BUT PUBLIC TRANSPORTATION GOT WAY BETTER.

One of the valley’s new battery-powered, electric buses is on display Monday. Roaring Fork Transportation Authority plans to put eight of the buses into service around Thanksgiving.
RFTA/Courtesy photo

With a key $25 million federal grant in 2011 and local planning that stretched back to 2001, the Roaring Fork Transportation Authority launched the nation’s first rural bus rapid transit system in 2013, with new buses, lanes and stations. Ridership has trended upward from 4.85 million annual riders pre-BRT in 2008 to exceeding 5.2 million in 2017. Convenient and dependable, the system transformed the way locals move around and commute, with express buses running between Aspen and Glenwood Springs as frequently as every 10 minutes during peak hours.

By 2017, an estimated 7,500 people were commuting daily to Aspen and Snowmass from downvalley and a growing number were coming from more affordable but farther-flung communities as distant as Parachute and Gypsum.

MARK HUNT BOUGHT UP DOWNTOWN ASPEN.

Downtown developer Mark Hunt shakes hands with a local resident after presenting five preliminary redevelopment concepts to Aspen’s Historic Preservation Commission at City Hall last September.
Karl Herchenroeder/The Aspen Times |

The downtown core of Aspen was controlled and defined by fewer and fewer players through the decade, with developer Mark Hunt bursting on the scene in 2013 and 2014, buying 13 commercial properties downtown and since then spending more than $100 million ­— with financial backers unknown to the public — to buy and redevelop swaths of the commercial core. Hunt and his backers’ splashy downtown play was enough to overshadow the Hecht family, whose purchases and redevelopments on the east side of downtown dominated development debates in the early part of the 2010s and whose build-out of “Hechtville” on the blocks adjacent to the new Aspen Art Museum has reshaped Aspen’s business district.

WHILE THE CITY STRUGGLED TO REIN IN DEVELOPMENT.

Debate around new development and mourning lost buildings and businesses are nothing new for Aspen. But angst grew through the 2010s and birthed a new political anti-growth movement in the city.

● SOURCE DATA:
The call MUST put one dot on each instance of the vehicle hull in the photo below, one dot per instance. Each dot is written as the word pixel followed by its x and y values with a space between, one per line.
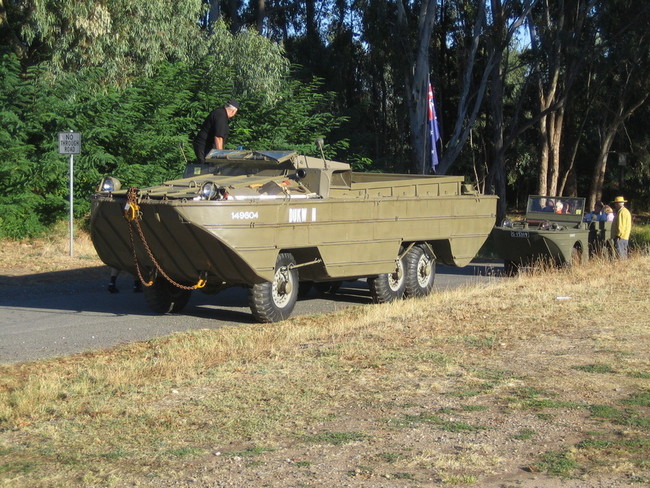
pixel 236 243
pixel 525 246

● GIVEN INSTRUCTION:
Answer these questions using the Aspen article above:
1. In what year did the Roaring Fork Transportation Authority launch its rural bus rapid transit system?
2. How many downtown commercial properties did Mark Hunt buy in 2013 and 2014?
3. What did the growing angst over development through the 2010s give rise to in the city?

● THE OUTPUT:
1. 2013
2. 13
3. A new political anti-growth movement